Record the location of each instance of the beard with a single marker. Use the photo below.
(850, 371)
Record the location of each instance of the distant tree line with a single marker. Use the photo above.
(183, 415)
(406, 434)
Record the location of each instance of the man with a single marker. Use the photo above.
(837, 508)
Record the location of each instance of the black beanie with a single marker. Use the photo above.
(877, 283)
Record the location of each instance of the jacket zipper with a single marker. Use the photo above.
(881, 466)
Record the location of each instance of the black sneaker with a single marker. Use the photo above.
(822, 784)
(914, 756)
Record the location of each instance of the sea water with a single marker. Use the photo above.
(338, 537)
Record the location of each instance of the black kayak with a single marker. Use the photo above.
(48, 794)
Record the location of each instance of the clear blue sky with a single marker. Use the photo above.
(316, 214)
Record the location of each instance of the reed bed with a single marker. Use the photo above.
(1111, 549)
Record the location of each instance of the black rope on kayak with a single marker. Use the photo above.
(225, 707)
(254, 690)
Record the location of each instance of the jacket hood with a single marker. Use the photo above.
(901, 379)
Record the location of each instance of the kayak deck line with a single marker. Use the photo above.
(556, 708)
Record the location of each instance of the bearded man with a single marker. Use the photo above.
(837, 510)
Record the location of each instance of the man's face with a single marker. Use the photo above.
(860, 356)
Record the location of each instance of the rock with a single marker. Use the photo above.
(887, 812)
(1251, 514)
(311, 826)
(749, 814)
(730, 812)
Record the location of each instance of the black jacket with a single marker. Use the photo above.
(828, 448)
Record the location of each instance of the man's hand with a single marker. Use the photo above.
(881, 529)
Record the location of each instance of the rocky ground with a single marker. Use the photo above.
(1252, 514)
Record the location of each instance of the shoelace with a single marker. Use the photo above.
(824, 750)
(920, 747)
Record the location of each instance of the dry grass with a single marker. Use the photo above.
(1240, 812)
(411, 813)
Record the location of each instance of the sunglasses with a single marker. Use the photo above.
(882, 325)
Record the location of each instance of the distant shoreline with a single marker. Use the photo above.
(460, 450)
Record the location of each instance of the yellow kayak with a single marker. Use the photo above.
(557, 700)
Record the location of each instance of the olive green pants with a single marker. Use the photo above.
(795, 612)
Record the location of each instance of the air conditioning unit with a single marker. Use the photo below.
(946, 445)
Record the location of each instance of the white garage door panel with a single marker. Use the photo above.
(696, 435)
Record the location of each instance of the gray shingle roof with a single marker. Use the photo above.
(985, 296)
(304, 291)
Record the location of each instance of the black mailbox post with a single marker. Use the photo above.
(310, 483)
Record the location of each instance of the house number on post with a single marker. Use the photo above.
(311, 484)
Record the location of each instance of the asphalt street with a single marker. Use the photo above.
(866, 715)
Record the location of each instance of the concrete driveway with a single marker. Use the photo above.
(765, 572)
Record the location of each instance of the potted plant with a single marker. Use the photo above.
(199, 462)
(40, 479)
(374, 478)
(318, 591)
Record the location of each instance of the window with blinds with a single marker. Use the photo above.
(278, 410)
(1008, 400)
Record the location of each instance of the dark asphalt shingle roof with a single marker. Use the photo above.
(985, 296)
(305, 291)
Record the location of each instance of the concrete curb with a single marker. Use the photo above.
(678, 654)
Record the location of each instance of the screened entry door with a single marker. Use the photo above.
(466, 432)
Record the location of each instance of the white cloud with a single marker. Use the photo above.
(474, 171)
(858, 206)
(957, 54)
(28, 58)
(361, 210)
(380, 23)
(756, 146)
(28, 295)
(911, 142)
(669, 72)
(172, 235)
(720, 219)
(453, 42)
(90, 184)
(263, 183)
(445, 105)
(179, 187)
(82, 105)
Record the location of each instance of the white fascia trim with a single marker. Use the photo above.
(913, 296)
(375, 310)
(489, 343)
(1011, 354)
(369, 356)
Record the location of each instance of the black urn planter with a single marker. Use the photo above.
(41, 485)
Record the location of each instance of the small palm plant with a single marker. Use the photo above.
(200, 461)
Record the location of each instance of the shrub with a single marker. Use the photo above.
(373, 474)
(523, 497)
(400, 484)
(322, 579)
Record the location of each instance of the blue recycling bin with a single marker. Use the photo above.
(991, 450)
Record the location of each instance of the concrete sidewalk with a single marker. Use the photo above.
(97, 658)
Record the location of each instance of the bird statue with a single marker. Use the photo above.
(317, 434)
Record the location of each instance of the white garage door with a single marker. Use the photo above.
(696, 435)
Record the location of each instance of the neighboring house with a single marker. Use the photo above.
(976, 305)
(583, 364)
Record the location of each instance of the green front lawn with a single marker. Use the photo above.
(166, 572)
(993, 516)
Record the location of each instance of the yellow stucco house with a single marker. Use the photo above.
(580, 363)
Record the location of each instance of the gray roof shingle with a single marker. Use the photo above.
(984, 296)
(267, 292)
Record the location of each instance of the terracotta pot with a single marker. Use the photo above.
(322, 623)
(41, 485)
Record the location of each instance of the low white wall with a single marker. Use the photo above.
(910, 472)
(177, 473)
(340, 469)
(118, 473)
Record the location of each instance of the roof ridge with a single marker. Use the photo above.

----------

The data above should be reproduced in full and exactly.

ANSWER:
Record the location of each instance of the beard with a single marker. Use the photo below.
(850, 371)
Record the location of each instance of the distant tree line with a single marker. Use the photo above.
(183, 415)
(406, 434)
Record the location of each instance of the man with a single marker. Use the photo above.
(837, 508)
Record the location of each instance of the black beanie with a single marker. Use the photo above.
(877, 283)
Record the location of each instance of the jacket zipper with a single marker. Use the photo above.
(881, 466)
Record the location of each instance of the black sneaker with a single marker. Use the photo above.
(822, 784)
(914, 756)
Record the location of each instance of the sea water with a single marker. Use the photo above.
(338, 537)
Record the location of each instance of the black kayak with a single marker. Use the photo above.
(48, 794)
Record the location of each instance of the clear blue sky with a single marker. Use the photo above.
(316, 214)
Record the location of each instance of the reed bed with a single marker. Use the photo above.
(1111, 549)
Record the location of each instance of the black rope on kayak with a single marker. Use the photo above.
(225, 707)
(254, 690)
Record the location of each instance of the jacket hood with a single marker. Use the photo above.
(901, 379)
Record the location of each instance of the kayak deck line with a single marker. Use the photo above.
(556, 708)
Record the location of each instance of the bearded man with a single marker. Use the photo above.
(837, 510)
Record the location of each instance of the man's face with a single marker. Use the photo above.
(860, 356)
Record the location of each instance of the rock with a single marker. Use the photo above.
(887, 812)
(1251, 514)
(311, 826)
(749, 814)
(730, 812)
Record the location of each instance of the black jacket with a single marker. Use the photo above.
(828, 448)
Record the location of each instance of the man's hand with a single marker. Use the photo above.
(881, 529)
Record the location of each instance of the rocky ground with a single marker. Use the photo above.
(1252, 514)
Record the location of each instance of the shoelace with a single marker. Use the photo above.
(824, 750)
(920, 747)
Record the location of each instance of the dry grass with a single marker. Use the photo above.
(1240, 812)
(411, 813)
Record the location of each instance of the sunglasses with a single marker. Use the photo above.
(882, 325)
Record the location of each instance of the distant shoreline with a single marker. Use the photo above.
(460, 450)
Record the location of each instance of the yellow kayak with a single marker. Use the photo above.
(557, 700)
Record the location of each instance of the olive green pants with a single marker. Use the photo above.
(795, 612)
Record the location of each instance of the air conditioning unit with a single marker. Use the photo below.
(946, 445)
Record the location of each instance of the white garage door panel with a single marker. Use the photo above.
(696, 435)
Record the location of each instance of the gray shingle roof with a single marker. Use the photo above.
(985, 296)
(304, 291)
Record the location of each instance of the black mailbox post with a single marker. Use the photo above.
(310, 483)
Record the location of each instance of the house number on post with a single marker. Use the photo above.
(311, 484)
Record the location of each instance of the asphalt street with a single marker. Use the photo above.
(866, 715)
Record the location of each instance of the concrete driveway with a single marker. Use the photo above.
(765, 572)
Record the location of each instance of the potted plant with a single marker. Use the photo above.
(199, 462)
(40, 479)
(374, 478)
(318, 591)
Record the location of each instance of the window with blinds with a single marker. Use the photo above.
(278, 410)
(1008, 400)
Record the location of each instance of the dark asphalt shingle roof with a single marker. Use the photo above.
(985, 296)
(305, 291)
Record the location of each instance of the concrete curb with a single marker. Use the photo above.
(678, 654)
Record the location of each instance of the screened entry door with a single marker. Use the photo above.
(466, 432)
Record the location of each instance of the white cloud with a single marker. Use the photo above.
(474, 171)
(858, 206)
(957, 54)
(28, 58)
(361, 210)
(380, 23)
(756, 146)
(28, 295)
(911, 142)
(669, 72)
(172, 235)
(720, 219)
(453, 42)
(90, 184)
(263, 183)
(445, 105)
(179, 187)
(82, 105)
Record the location of each instance of the white fascia trim with a single marker. Use the photo above.
(913, 296)
(375, 310)
(489, 343)
(1011, 354)
(369, 356)
Record the location of each instance of the black urn planter with a single marker. Use the photo above.
(41, 485)
Record the location of each instance of the small palm plant with a single marker. Use the photo above.
(200, 461)
Record the location of each instance of the shrub with a single marker. Use the photo above.
(373, 474)
(523, 497)
(400, 484)
(322, 579)
Record the location of each instance of the blue recycling bin with a single marker. Use the photo above.
(991, 450)
Record the location of each instance of the concrete sidewalk with a single marker. Use the photo above.
(97, 658)
Record the location of each instance of the bird statue with a single marker. Use the photo above.
(317, 434)
Record the location of each instance of the white garage door with a single marker. Use the photo above.
(696, 435)
Record the location of each instance of the neighboring house with a single marker. Use the photo above.
(976, 305)
(583, 364)
Record the location of each instance of the green front lawn with a single marker. Use the photo above.
(166, 572)
(993, 516)
Record the location of each instance of the yellow stucco house with a single marker. Use the photo above.
(580, 363)
Record the location of each instance of the gray roof shingle with a single marker. Use the photo above.
(984, 296)
(267, 292)
Record the location of each instance of the terracotta pot with a single marker. Use the photo above.
(322, 623)
(41, 485)
Record the location of each instance of the low white wall with a single marker. Use the photo above.
(910, 472)
(177, 473)
(340, 469)
(118, 473)
Record the location of each instance of the roof ridge with a single marker. Use the photo above.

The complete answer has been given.